(Records shown)

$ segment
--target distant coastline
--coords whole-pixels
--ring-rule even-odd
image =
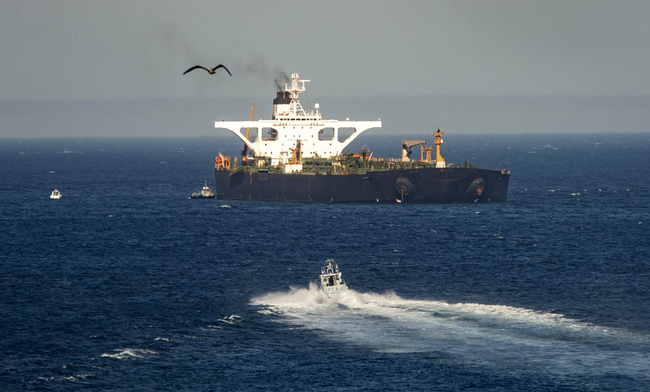
[[[271,94],[272,95],[272,94]],[[381,134],[645,133],[650,96],[385,96],[326,97],[328,118],[375,120]],[[185,137],[220,135],[212,120],[243,118],[256,104],[271,112],[268,97],[88,101],[0,101],[0,138]],[[256,116],[257,117],[257,116]]]

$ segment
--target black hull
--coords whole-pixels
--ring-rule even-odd
[[[312,203],[504,202],[510,174],[495,170],[445,168],[314,175],[215,170],[222,200]]]

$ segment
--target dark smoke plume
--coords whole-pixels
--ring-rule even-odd
[[[286,72],[278,68],[275,69],[275,79],[273,79],[273,82],[275,82],[275,91],[284,91],[284,84],[289,83],[289,80]]]
[[[229,60],[230,61],[230,60]],[[249,59],[233,59],[232,70],[237,70],[237,75],[254,76],[268,82],[273,78],[276,91],[284,91],[284,83],[289,83],[291,79],[279,66],[269,65],[264,57],[253,55]]]

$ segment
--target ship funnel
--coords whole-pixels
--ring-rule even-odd
[[[273,119],[276,116],[286,114],[290,110],[291,97],[289,92],[278,91],[277,97],[273,100]]]

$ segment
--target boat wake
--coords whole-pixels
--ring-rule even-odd
[[[379,352],[554,374],[624,374],[650,380],[650,338],[560,314],[502,305],[408,300],[348,290],[327,301],[309,289],[253,298],[259,313],[326,339]]]

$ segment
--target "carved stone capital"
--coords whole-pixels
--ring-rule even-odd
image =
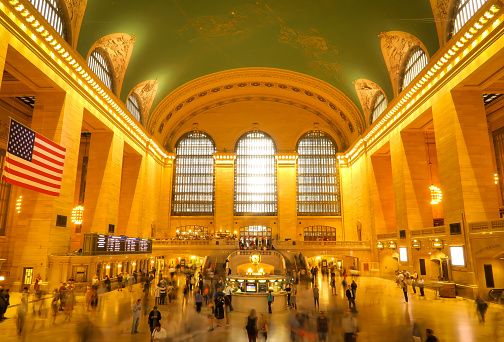
[[[135,93],[140,99],[142,106],[142,124],[147,125],[147,120],[149,119],[149,113],[152,108],[152,103],[156,97],[158,90],[158,80],[147,80],[139,83],[131,90],[131,93]],[[130,93],[130,94],[131,94]],[[129,97],[129,95],[128,95]]]

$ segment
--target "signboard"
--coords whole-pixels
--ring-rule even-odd
[[[126,236],[84,234],[83,255],[152,253],[152,241]]]

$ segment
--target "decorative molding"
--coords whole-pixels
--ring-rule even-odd
[[[0,120],[0,141],[7,142],[9,138],[9,124]]]
[[[339,122],[341,122],[341,120],[336,121],[331,116],[327,115],[326,113],[320,112],[320,111],[316,110],[315,108],[313,108],[312,106],[308,106],[304,103],[296,102],[291,99],[278,98],[278,97],[267,97],[267,96],[232,97],[232,98],[223,99],[223,100],[213,102],[213,103],[205,103],[203,106],[191,111],[190,114],[183,116],[182,118],[179,119],[179,121],[177,121],[176,123],[174,123],[172,125],[169,134],[166,133],[167,135],[163,140],[163,146],[165,147],[166,150],[170,151],[171,150],[170,146],[173,145],[173,142],[174,142],[174,139],[177,135],[177,132],[189,120],[193,119],[197,115],[203,114],[204,112],[206,112],[208,110],[211,110],[213,108],[217,108],[217,107],[229,104],[229,103],[237,103],[237,102],[244,102],[244,101],[270,101],[270,102],[282,103],[282,104],[286,104],[286,105],[290,105],[290,106],[304,109],[304,110],[318,116],[322,120],[324,120],[333,129],[333,131],[338,136],[338,139],[337,139],[337,143],[339,143],[339,145],[337,146],[338,151],[344,151],[349,146],[349,139],[345,135],[345,131],[348,131],[348,129],[345,130],[345,126],[342,127],[339,124]],[[342,112],[339,112],[339,113],[340,113],[341,119],[348,120]],[[168,120],[169,120],[169,118],[167,116],[166,121],[168,121]],[[345,121],[345,124],[351,125],[351,123],[348,121]],[[346,127],[348,127],[348,126],[346,126]],[[157,133],[162,133],[163,128],[164,128],[164,123],[161,123]]]
[[[395,97],[399,94],[399,75],[404,59],[408,57],[408,51],[414,46],[420,46],[427,55],[427,58],[429,58],[429,52],[420,39],[406,32],[382,32],[378,37],[381,38],[383,59],[387,65]]]
[[[79,41],[80,29],[82,26],[82,19],[86,12],[86,5],[88,0],[64,0],[65,6],[68,11],[68,18],[70,19],[71,39],[70,45],[77,49],[77,42]]]
[[[194,116],[196,106],[209,103],[209,98],[212,97],[214,101],[218,101],[216,97],[225,96],[228,99],[229,96],[247,97],[247,94],[256,97],[264,94],[263,97],[266,98],[271,96],[278,98],[280,92],[284,93],[281,96],[283,99],[290,98],[291,102],[299,102],[302,97],[304,103],[311,105],[306,107],[312,107],[313,110],[326,107],[325,120],[331,122],[333,127],[339,126],[338,134],[344,137],[340,141],[343,145],[340,146],[340,150],[348,146],[350,140],[357,138],[364,130],[366,123],[362,114],[341,91],[314,77],[272,68],[227,70],[188,82],[159,103],[150,116],[147,128],[152,134],[168,134],[163,130],[170,120],[175,117]],[[174,125],[170,124],[171,129]],[[166,141],[165,138],[163,144],[165,146]]]
[[[434,14],[434,21],[436,22],[436,29],[439,38],[439,46],[444,46],[446,43],[446,29],[450,26],[448,21],[448,12],[450,3],[453,0],[430,0],[432,7],[432,14]]]
[[[353,84],[355,85],[355,91],[359,97],[366,123],[369,126],[371,124],[371,106],[373,105],[371,102],[377,93],[382,92],[385,95],[385,92],[378,84],[363,78],[354,81]],[[387,95],[385,95],[386,97]]]
[[[147,80],[136,85],[130,92],[135,93],[141,101],[142,123],[145,125],[158,90],[158,80]],[[128,97],[129,97],[128,95]]]
[[[110,58],[115,75],[115,93],[121,94],[124,75],[128,68],[128,63],[135,44],[135,34],[131,36],[126,33],[113,33],[102,37],[93,44],[88,52],[87,58],[96,48],[105,50]]]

(End Records shown)

** Problem **
Output the complete listing exactly as it appears, except for the images.

** Final answer **
$ segment
--target distant coastline
--coords whole-pixels
--ring-rule even-odd
image =
[[[271,94],[272,95],[272,94]],[[381,134],[645,133],[650,96],[385,96],[326,97],[328,118],[375,120]],[[185,137],[220,135],[212,120],[243,118],[256,104],[271,112],[268,97],[88,101],[0,101],[0,138]],[[256,116],[257,117],[257,116]]]

$ segment
--target black hull
--coords whole-pixels
--ring-rule even-odd
[[[312,203],[504,202],[510,174],[495,170],[445,168],[314,175],[215,170],[222,200]]]

$ segment
--target dark smoke plume
--coords whole-pixels
--ring-rule even-odd
[[[286,72],[278,68],[275,69],[275,79],[273,79],[273,82],[275,82],[275,91],[284,91],[284,84],[289,83],[289,80]]]
[[[229,60],[230,61],[230,60]],[[249,59],[233,59],[232,70],[237,70],[237,75],[254,76],[268,82],[273,78],[276,91],[284,91],[284,83],[289,83],[291,79],[279,66],[269,65],[264,57],[253,55]]]

$ segment
--target ship funnel
--coords whole-pixels
--ring-rule even-odd
[[[273,119],[276,116],[286,114],[290,110],[291,97],[289,92],[278,91],[277,97],[273,100]]]

$ segment
--target boat wake
--coords whole-pixels
--ring-rule even-odd
[[[379,352],[554,374],[624,374],[650,380],[650,338],[560,314],[502,305],[408,300],[348,290],[327,301],[309,289],[253,298],[259,313],[326,339]]]

$ segment
--target "carved stone capital"
--coords whole-pixels
--ring-rule even-odd
image =
[[[135,93],[140,99],[142,106],[142,124],[147,125],[147,120],[149,119],[149,113],[152,108],[152,103],[156,97],[158,90],[158,80],[147,80],[139,83],[131,90],[131,93]],[[130,93],[130,94],[131,94]],[[129,97],[129,95],[128,95]]]

$ segment
--target "signboard"
--coords whole-pixels
--ring-rule even-odd
[[[126,236],[84,234],[83,255],[152,253],[152,241]]]

$ segment
--target "decorative molding"
--coords whole-pixels
--ring-rule even-odd
[[[0,120],[0,141],[7,142],[9,138],[9,124]]]
[[[339,122],[341,122],[341,120],[336,121],[331,116],[327,115],[326,113],[320,112],[320,111],[316,110],[315,108],[313,108],[312,106],[308,106],[304,103],[296,102],[291,99],[278,98],[278,97],[267,97],[267,96],[232,97],[232,98],[223,99],[223,100],[213,102],[213,103],[205,103],[203,106],[191,111],[190,114],[183,116],[182,118],[179,119],[179,121],[177,121],[176,123],[174,123],[172,125],[169,134],[166,133],[167,135],[163,140],[163,146],[165,147],[166,150],[170,151],[171,150],[170,146],[173,145],[173,142],[174,142],[174,139],[177,135],[177,132],[189,120],[193,119],[197,115],[203,114],[204,112],[206,112],[208,110],[211,110],[213,108],[217,108],[217,107],[229,104],[229,103],[237,103],[237,102],[244,102],[244,101],[270,101],[270,102],[282,103],[282,104],[286,104],[286,105],[290,105],[290,106],[304,109],[304,110],[318,116],[322,120],[324,120],[333,129],[333,131],[338,136],[338,139],[337,139],[337,143],[339,143],[339,145],[337,146],[338,151],[344,151],[349,146],[349,139],[345,135],[345,131],[348,131],[348,129],[345,130],[345,126],[342,127],[339,124]],[[342,112],[339,112],[339,113],[340,113],[341,119],[348,120]],[[168,120],[169,120],[169,118],[167,116],[166,121],[168,121]],[[345,121],[345,124],[351,125],[351,123],[348,121]],[[346,127],[348,127],[348,126],[346,126]],[[157,133],[162,133],[163,128],[164,128],[164,123],[161,123]]]
[[[395,97],[399,94],[399,75],[404,59],[408,57],[408,51],[414,46],[420,46],[427,55],[427,58],[429,58],[429,52],[420,39],[406,32],[382,32],[378,37],[381,38],[383,59],[387,65]]]
[[[79,41],[80,29],[82,26],[82,19],[86,12],[86,5],[88,0],[64,0],[65,6],[68,11],[68,18],[70,19],[71,39],[70,45],[77,49],[77,42]]]
[[[194,116],[196,106],[209,103],[209,98],[212,97],[214,101],[218,101],[216,97],[225,96],[228,99],[229,96],[247,97],[247,94],[256,97],[264,94],[263,97],[266,98],[271,96],[278,98],[280,92],[284,93],[281,96],[283,99],[290,98],[291,102],[299,102],[302,97],[304,103],[311,105],[306,107],[312,107],[313,110],[326,107],[325,120],[331,122],[333,127],[339,126],[338,134],[344,137],[340,141],[343,145],[340,146],[340,150],[348,146],[350,140],[357,138],[364,130],[366,123],[362,114],[341,91],[314,77],[272,68],[227,70],[188,82],[159,103],[150,116],[147,128],[152,134],[168,134],[163,130],[170,120],[175,117]],[[174,125],[170,124],[171,129]],[[166,141],[165,138],[163,144],[165,146]]]
[[[434,14],[434,21],[436,22],[436,29],[439,38],[439,46],[444,46],[446,43],[446,29],[450,26],[448,21],[448,12],[450,3],[453,0],[430,0],[432,7],[432,14]]]
[[[353,84],[355,85],[355,91],[359,97],[366,123],[369,126],[371,124],[371,106],[373,105],[371,102],[377,93],[382,92],[385,95],[385,92],[378,84],[363,78],[354,81]],[[387,95],[385,95],[386,97]]]
[[[147,80],[136,85],[130,92],[135,93],[141,101],[142,123],[145,125],[158,90],[158,80]],[[128,97],[129,97],[128,95]]]
[[[110,58],[115,75],[115,93],[121,94],[124,75],[128,68],[128,63],[135,44],[135,34],[131,36],[126,33],[113,33],[102,37],[93,44],[88,52],[87,58],[96,48],[105,50]]]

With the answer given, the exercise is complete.